◆ Stated exercise
Gather every line of the entries below that contains the string "light", and copy each one out in full. Case counts.

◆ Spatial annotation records
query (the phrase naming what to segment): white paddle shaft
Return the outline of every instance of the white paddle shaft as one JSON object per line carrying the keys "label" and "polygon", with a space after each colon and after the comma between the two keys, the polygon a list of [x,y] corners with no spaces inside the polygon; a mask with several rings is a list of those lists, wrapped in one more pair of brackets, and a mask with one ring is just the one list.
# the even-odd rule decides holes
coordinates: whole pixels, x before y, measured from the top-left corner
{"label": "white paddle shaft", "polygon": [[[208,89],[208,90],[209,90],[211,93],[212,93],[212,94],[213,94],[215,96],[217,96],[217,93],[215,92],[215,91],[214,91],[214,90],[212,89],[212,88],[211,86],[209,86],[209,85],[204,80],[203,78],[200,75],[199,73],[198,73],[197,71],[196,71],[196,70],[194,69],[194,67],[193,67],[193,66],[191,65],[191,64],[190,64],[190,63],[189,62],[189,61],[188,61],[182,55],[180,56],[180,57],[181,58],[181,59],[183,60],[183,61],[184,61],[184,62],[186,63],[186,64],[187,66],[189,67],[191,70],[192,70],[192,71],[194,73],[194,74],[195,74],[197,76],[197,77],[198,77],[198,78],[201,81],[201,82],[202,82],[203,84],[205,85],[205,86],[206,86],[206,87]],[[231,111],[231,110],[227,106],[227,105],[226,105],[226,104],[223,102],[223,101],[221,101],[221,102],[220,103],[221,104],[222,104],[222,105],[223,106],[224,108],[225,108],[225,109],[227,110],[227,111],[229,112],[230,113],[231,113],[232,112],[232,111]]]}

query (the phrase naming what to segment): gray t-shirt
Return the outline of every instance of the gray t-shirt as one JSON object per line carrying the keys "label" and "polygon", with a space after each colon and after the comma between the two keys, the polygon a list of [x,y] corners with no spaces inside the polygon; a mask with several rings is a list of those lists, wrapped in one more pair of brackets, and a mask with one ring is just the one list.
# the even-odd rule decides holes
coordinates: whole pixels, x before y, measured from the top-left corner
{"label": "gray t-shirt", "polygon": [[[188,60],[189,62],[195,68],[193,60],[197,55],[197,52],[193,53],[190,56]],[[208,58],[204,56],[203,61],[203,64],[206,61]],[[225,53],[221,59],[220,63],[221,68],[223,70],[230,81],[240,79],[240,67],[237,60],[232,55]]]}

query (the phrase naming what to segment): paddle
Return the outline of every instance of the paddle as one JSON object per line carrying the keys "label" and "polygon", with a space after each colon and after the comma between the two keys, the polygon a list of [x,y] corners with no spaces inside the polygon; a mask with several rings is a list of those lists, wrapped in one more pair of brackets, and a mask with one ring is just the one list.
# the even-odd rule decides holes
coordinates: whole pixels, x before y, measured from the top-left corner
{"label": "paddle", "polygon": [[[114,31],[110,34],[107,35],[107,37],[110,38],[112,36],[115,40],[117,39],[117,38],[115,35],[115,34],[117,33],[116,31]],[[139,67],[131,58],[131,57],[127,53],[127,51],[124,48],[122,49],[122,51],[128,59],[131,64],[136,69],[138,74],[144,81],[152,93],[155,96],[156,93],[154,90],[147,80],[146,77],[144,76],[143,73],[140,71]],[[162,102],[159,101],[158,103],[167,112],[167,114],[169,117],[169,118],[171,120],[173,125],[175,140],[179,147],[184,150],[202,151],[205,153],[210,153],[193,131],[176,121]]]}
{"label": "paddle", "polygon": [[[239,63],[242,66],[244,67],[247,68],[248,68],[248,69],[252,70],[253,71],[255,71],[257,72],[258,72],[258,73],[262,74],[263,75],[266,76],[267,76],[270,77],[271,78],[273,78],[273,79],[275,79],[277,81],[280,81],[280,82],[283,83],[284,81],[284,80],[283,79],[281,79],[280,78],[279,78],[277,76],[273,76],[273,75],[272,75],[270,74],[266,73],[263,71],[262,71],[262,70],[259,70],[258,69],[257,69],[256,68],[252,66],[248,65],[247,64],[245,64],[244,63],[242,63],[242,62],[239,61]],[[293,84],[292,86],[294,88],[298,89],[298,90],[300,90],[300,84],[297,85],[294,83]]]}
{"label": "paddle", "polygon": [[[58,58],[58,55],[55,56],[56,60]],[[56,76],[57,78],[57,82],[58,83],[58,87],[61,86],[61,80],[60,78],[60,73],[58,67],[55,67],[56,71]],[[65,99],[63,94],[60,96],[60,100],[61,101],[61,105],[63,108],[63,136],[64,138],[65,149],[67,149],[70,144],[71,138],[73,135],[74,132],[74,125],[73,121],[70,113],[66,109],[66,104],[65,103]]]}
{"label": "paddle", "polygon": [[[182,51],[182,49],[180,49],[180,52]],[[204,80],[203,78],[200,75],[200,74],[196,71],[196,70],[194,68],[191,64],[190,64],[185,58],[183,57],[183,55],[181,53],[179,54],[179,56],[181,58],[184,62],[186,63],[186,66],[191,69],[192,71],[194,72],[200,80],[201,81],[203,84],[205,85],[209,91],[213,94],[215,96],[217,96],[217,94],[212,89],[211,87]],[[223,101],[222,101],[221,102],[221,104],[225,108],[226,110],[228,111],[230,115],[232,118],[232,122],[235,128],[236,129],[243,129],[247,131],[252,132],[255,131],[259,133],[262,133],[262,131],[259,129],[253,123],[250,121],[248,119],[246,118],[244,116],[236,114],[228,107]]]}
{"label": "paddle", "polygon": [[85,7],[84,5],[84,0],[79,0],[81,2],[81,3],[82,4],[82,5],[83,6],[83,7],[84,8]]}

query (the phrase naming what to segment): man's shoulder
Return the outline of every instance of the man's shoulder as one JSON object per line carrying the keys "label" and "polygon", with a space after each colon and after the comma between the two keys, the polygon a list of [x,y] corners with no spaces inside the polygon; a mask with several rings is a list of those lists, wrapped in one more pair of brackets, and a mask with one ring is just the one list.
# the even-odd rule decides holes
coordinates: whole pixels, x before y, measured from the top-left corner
---
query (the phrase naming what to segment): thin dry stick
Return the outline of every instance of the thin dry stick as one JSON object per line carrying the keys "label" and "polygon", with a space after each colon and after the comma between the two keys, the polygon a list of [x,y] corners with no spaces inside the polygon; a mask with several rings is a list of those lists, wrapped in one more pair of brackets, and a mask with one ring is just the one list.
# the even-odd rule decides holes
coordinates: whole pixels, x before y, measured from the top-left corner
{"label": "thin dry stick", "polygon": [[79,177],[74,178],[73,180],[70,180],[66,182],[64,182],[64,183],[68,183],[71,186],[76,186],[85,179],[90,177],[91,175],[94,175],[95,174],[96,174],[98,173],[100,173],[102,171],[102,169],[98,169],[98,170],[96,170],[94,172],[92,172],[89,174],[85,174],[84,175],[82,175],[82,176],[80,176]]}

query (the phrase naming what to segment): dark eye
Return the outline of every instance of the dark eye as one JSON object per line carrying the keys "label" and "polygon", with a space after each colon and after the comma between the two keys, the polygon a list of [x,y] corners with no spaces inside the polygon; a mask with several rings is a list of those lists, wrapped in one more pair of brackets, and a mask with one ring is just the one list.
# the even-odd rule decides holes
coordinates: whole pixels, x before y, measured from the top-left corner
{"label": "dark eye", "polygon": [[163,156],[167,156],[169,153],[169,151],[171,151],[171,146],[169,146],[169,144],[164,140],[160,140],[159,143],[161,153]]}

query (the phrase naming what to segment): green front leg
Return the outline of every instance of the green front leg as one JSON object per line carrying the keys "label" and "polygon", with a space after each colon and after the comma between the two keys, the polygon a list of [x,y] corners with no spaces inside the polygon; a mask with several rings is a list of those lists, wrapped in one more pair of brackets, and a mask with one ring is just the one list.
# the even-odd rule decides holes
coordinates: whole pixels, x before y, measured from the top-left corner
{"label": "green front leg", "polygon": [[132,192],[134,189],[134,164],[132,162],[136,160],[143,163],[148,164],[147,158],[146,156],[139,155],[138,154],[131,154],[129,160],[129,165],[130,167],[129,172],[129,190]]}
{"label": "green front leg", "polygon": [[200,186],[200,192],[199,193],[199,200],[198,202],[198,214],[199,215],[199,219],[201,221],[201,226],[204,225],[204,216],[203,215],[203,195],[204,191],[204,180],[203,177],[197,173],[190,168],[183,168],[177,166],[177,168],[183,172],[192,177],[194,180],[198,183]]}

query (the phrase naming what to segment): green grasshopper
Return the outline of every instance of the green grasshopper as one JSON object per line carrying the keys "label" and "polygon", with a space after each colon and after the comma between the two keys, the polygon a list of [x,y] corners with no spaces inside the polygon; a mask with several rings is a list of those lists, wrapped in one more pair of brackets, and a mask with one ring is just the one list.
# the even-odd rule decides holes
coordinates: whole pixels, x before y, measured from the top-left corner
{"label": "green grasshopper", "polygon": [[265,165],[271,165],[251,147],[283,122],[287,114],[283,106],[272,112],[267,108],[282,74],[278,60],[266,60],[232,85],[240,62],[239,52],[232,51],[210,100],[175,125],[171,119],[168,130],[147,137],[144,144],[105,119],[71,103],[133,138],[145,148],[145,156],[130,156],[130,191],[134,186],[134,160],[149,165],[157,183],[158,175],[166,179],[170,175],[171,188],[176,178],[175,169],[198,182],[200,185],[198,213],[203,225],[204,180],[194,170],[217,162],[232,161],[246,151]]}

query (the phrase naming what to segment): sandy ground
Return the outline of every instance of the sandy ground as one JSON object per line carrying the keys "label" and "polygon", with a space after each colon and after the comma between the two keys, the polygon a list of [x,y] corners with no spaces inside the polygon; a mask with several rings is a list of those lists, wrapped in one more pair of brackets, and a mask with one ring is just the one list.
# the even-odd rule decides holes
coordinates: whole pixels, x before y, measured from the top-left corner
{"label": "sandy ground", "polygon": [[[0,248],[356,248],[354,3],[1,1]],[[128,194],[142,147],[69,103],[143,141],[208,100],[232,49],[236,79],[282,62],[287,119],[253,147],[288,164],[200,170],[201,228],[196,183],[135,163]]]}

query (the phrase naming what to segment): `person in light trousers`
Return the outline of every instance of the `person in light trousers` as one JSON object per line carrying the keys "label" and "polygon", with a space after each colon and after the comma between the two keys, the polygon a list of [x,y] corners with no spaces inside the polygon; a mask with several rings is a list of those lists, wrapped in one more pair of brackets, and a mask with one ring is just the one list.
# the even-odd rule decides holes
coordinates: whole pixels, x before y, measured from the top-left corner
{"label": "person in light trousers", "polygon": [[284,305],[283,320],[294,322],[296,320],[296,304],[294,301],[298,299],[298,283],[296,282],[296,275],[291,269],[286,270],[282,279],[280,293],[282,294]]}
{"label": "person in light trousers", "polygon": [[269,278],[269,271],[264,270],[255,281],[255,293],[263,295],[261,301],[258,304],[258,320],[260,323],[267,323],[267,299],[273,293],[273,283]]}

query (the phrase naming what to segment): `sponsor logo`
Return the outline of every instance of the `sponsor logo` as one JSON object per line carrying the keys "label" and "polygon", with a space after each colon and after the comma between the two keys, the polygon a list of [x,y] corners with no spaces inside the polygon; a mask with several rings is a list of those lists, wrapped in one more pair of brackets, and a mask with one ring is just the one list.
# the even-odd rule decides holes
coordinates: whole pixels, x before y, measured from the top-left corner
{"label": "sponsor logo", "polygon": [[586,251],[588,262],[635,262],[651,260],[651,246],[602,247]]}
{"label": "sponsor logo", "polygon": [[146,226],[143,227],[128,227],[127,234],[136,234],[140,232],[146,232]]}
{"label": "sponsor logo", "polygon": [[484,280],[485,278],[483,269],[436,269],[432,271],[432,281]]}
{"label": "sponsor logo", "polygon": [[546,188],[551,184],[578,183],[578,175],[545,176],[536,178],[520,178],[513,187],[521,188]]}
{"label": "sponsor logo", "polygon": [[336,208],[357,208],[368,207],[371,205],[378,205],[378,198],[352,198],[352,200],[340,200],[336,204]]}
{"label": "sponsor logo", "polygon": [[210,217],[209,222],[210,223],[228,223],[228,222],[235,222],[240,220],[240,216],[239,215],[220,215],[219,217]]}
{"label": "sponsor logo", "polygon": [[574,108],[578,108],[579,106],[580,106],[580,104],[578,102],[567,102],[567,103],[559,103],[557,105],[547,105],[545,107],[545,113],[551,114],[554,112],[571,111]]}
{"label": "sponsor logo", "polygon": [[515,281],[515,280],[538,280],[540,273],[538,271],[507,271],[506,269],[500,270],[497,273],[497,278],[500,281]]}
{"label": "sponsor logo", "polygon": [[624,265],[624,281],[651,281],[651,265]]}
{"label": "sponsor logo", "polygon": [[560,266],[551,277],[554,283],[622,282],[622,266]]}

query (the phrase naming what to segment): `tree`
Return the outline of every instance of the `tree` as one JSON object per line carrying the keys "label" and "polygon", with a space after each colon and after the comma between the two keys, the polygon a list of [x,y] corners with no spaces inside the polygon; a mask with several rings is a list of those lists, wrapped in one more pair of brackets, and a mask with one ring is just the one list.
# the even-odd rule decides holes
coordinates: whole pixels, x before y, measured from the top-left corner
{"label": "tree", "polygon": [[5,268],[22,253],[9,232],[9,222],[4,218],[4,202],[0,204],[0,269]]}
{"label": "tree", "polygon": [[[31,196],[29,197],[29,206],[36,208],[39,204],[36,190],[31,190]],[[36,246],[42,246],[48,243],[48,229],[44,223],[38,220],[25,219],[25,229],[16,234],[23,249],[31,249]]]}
---
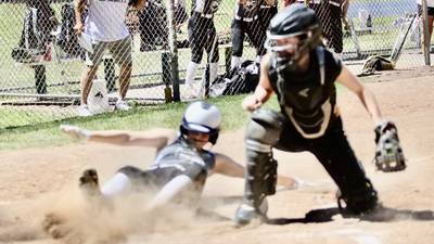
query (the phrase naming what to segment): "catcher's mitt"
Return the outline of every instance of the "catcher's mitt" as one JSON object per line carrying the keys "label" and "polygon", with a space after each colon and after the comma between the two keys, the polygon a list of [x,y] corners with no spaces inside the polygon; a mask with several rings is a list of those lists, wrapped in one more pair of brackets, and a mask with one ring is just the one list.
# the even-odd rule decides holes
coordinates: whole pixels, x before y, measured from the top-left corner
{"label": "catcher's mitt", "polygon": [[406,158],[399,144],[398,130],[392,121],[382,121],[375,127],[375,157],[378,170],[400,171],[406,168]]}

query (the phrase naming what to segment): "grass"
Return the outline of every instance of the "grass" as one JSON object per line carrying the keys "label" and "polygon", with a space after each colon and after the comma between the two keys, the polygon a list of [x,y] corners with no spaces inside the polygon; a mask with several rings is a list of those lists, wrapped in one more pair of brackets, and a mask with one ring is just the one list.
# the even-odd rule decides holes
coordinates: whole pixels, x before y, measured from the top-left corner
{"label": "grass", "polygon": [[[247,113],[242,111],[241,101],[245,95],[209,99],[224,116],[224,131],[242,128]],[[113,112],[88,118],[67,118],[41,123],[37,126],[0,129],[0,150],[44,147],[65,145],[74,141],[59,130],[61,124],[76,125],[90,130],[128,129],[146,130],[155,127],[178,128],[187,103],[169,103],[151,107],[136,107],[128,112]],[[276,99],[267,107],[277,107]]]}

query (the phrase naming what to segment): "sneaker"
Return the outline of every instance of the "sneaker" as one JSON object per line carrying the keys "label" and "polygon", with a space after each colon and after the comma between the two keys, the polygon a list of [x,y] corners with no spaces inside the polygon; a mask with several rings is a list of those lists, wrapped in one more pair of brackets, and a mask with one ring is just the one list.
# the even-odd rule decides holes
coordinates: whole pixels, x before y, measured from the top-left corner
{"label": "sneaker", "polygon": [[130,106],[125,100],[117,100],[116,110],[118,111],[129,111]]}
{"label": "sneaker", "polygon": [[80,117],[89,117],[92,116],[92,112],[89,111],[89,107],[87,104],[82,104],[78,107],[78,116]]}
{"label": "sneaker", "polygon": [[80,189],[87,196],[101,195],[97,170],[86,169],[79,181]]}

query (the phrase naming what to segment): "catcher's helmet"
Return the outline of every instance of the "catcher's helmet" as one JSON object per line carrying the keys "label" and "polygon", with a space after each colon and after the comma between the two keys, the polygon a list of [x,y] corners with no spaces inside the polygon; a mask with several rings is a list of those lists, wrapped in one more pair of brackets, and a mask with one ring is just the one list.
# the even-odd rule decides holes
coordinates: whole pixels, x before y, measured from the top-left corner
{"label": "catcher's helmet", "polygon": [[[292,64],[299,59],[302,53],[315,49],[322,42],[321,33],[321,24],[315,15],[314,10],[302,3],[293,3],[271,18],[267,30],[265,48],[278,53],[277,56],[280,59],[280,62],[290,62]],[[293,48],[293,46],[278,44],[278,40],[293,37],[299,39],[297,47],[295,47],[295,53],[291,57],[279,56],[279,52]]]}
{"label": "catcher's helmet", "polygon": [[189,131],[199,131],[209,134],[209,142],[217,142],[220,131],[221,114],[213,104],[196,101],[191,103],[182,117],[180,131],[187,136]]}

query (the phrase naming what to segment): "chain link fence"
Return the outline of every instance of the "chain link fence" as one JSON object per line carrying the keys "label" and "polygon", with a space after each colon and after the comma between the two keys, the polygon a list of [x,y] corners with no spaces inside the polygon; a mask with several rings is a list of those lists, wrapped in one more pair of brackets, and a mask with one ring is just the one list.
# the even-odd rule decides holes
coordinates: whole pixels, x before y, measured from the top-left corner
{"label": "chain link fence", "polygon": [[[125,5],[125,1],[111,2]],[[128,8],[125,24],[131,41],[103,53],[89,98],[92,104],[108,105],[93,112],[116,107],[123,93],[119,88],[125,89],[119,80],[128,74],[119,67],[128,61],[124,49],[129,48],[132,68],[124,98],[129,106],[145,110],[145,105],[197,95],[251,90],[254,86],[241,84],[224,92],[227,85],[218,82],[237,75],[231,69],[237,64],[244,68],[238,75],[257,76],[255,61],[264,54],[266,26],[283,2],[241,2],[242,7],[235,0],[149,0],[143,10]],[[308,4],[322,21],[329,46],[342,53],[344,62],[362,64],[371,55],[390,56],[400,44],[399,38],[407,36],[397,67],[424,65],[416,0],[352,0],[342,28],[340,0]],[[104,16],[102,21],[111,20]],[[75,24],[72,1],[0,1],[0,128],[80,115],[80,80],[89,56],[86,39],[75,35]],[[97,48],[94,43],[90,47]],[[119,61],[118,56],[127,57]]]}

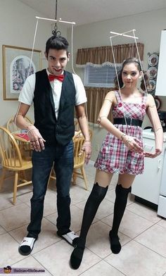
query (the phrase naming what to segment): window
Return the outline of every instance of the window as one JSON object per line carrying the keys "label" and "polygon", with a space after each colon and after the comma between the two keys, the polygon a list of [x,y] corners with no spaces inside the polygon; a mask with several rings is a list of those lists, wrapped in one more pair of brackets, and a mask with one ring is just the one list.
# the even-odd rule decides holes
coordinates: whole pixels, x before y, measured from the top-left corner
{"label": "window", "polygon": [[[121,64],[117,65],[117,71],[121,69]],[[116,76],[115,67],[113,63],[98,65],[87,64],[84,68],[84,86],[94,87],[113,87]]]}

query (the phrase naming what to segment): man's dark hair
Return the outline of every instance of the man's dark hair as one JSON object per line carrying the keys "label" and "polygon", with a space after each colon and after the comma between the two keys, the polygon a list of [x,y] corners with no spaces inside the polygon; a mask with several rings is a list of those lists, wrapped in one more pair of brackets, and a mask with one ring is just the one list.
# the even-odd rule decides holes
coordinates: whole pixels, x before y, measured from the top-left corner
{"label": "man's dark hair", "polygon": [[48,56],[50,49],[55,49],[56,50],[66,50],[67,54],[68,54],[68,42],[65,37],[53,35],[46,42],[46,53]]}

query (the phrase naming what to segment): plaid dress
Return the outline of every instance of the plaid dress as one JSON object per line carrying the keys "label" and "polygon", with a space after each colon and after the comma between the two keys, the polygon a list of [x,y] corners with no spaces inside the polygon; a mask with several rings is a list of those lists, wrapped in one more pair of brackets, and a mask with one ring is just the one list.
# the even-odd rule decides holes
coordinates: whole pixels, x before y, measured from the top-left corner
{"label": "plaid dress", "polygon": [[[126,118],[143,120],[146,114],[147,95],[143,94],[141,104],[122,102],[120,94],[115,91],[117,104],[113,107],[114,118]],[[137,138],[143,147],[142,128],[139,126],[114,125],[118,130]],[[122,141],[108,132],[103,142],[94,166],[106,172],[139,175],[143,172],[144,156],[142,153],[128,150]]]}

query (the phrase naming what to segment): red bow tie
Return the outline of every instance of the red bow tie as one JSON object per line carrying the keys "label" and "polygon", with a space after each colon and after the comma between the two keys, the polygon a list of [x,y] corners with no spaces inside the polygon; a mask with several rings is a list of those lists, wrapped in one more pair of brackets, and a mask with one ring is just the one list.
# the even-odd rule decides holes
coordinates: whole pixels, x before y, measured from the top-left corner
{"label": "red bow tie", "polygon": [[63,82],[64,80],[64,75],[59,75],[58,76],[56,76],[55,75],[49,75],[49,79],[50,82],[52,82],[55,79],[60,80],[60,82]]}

◆ Worked answer
query (the phrase naming what to segment): `person in light trousers`
Return the outline of every instance of the `person in light trousers` as one JSON object per line carrying the keys "label" and "polygon", with a space after each colon and after the comma between the two keys, the polygon a list of [x,y] corners with no spaces inside the polygon; a mask with several rings is a list of those lists, wrapped in one more pair of brackets, and a mask with one ring is just the one list.
{"label": "person in light trousers", "polygon": [[284,305],[283,320],[294,322],[296,320],[296,304],[294,301],[298,299],[298,283],[296,282],[296,275],[291,269],[286,270],[282,279],[280,293],[282,294]]}
{"label": "person in light trousers", "polygon": [[269,278],[269,271],[264,270],[255,281],[255,293],[263,295],[261,301],[258,304],[258,320],[260,323],[267,323],[267,299],[273,293],[273,283]]}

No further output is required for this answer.